Provided data =>
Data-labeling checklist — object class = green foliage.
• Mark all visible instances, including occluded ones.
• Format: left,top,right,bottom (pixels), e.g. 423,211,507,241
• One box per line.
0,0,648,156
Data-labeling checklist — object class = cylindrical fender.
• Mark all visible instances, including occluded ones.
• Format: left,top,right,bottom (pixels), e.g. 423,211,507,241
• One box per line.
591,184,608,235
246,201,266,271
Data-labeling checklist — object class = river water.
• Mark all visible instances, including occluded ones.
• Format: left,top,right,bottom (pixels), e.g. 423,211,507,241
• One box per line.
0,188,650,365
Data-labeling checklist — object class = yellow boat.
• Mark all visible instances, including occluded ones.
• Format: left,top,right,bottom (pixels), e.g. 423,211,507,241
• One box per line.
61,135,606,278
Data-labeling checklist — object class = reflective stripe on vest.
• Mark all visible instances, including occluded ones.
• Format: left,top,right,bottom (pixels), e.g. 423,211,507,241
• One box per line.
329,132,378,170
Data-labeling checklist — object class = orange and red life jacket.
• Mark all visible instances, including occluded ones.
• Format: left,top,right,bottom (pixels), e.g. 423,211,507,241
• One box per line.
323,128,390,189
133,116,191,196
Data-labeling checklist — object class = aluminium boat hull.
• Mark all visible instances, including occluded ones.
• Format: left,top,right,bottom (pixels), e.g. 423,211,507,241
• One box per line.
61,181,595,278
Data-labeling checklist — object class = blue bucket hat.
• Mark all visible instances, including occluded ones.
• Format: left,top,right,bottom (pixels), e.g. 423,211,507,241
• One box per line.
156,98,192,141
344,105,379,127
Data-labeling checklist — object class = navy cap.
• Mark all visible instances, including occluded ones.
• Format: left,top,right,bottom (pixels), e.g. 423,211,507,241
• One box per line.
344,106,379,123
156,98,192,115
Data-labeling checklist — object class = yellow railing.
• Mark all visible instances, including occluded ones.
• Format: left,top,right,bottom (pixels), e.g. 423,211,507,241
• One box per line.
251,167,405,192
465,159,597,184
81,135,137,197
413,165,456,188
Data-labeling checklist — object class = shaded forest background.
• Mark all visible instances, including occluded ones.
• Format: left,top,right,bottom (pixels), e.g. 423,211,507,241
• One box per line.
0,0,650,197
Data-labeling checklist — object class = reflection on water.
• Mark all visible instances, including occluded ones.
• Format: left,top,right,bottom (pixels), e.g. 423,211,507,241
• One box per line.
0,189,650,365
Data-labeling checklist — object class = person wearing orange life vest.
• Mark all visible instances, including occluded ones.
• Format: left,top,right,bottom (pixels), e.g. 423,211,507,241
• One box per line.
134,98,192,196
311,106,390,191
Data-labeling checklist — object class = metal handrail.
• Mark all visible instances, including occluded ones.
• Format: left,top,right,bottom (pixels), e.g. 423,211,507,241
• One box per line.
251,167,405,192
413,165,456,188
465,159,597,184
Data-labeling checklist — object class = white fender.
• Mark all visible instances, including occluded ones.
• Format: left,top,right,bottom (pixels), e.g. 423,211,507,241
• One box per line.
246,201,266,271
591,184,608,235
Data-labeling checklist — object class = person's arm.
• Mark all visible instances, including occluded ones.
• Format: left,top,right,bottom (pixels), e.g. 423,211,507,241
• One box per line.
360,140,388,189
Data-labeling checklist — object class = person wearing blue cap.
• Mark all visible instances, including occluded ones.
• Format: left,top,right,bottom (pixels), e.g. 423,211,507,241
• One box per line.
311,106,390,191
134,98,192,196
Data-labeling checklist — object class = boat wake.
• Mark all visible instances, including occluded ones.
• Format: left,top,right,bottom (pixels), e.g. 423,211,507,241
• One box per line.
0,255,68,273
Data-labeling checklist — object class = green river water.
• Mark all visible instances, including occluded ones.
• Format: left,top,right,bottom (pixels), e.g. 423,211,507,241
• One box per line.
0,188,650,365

Short problem => Reproduce all of the data above, changing each occurrence of "Data-labeling checklist" to "Annotation checklist" and leaving everything else untouched.

Output of the task =>
Annotation checklist — object class = green foliage.
• Mark all visible instances, including occluded ones.
• Format: left,top,right,bottom (pixels), e.g. 423,211,507,241
• One box per line.
0,0,648,156
Annotation checklist — object class = cylindrical fender.
• Mark all visible instances, including occluded ones.
• Format: left,top,right,bottom (pixels), e.g. 423,211,507,241
• One box per line.
591,184,608,235
246,201,266,271
Annotation checklist — object class = river water.
• Mark all visible instances, including occluded ones.
• Format: left,top,right,bottom (pixels), e.g. 423,211,507,241
• One box per line.
0,188,650,365
Annotation checklist — object class = yellow boat.
• Mark all visible instances, including occluded ones.
• Format: left,top,right,bottom (pixels), e.g. 423,211,507,241
• One box per line.
61,135,606,278
Annotation checklist — object class = reflective stripe on vest.
• Mark all visible instances, including occluded ones.
• Format: left,top,right,bottom (pixels), e.g. 423,211,507,241
• One box per line.
329,132,378,170
Annotation checklist — object class = orange and red life jacket.
• Mark all visible instances, including occluded ones.
• Format: left,top,right,bottom (pixels), e.g. 423,211,507,241
• One box per line.
323,128,390,189
133,116,191,196
Annotation checklist — object class = aluminium boat hull.
• Mark all visible instances, including occluded ones.
• Format: left,top,right,bottom (pixels), e.g. 423,211,507,241
• One box per line.
61,181,595,278
Annotation checklist — object class = blue bucket hat.
• Mark all visible instances, including occluded ones.
• Format: left,top,right,bottom (pixels), e.g. 423,211,507,241
• One box per line.
156,98,192,141
344,105,379,127
Annotation checklist — object class = navy cap.
• Mark all visible instances, including occluded ones.
• Format: left,top,right,bottom (pixels), e.g. 423,211,507,241
• One box per line.
344,106,379,123
156,98,192,115
Annotation checklist — object class = yellow railing.
• Mark all visible instances, including occluded ones.
• Format: left,top,right,bottom (pixels), e.g. 423,211,507,241
• One box per line.
251,167,405,192
465,159,597,184
81,135,137,197
413,165,456,188
Annotation checklist — object class = shaded forest background.
• Mark all visible instances, including occluded ones.
• Format: left,top,right,bottom (pixels), e.g. 423,211,507,241
• One box per line.
0,0,650,197
Annotation checklist — object class = reflection on water.
• Mark all visible instances, including occluded ones.
• Format: left,top,right,bottom (pixels), e.g. 423,211,507,241
• One box per line.
0,189,650,365
Annotation checklist — object class = person wearing orange life vest.
• Mark all visible instances, including occluded ones.
• Format: left,top,right,bottom (pixels), e.g. 423,211,507,241
• One box per line.
134,98,192,196
311,106,390,191
Annotation checklist — object class = metal handrail.
• Mark all visible instances, including occluded ones.
• Format: left,top,right,bottom (pixels), e.g. 423,211,507,241
• One box per line.
251,167,405,192
413,165,456,188
465,159,597,184
Annotation checklist — object class = white fender.
• Mark all visible instances, including occluded ones.
• Format: left,top,right,bottom (pixels), e.g. 423,211,507,241
• One box per line.
246,201,266,271
591,184,608,235
Annotation checklist — object class = person's arm.
• Mark all visible instances, including occluded ones.
• Format: left,top,right,bottom (pixels), e.g. 423,211,507,241
• One box per line.
360,140,388,189
Annotation checklist — object class = person wearing blue cap.
• Mark all visible instances, including occluded ones.
• Format: left,top,right,bottom (pixels), e.g. 423,211,507,241
• One box per line.
311,106,390,191
134,98,192,196
Annotation checklist — object class = boat wake.
• Mark all visible instances, including occluded ones.
• Format: left,top,right,bottom (pixels), e.g. 423,211,507,241
• One box per line.
0,255,68,273
Annotation checklist — object class = green river water.
• Mark all visible instances, including occluded ones.
• Format: left,top,right,bottom (pixels), e.g. 423,211,507,241
• One box per line.
0,188,650,365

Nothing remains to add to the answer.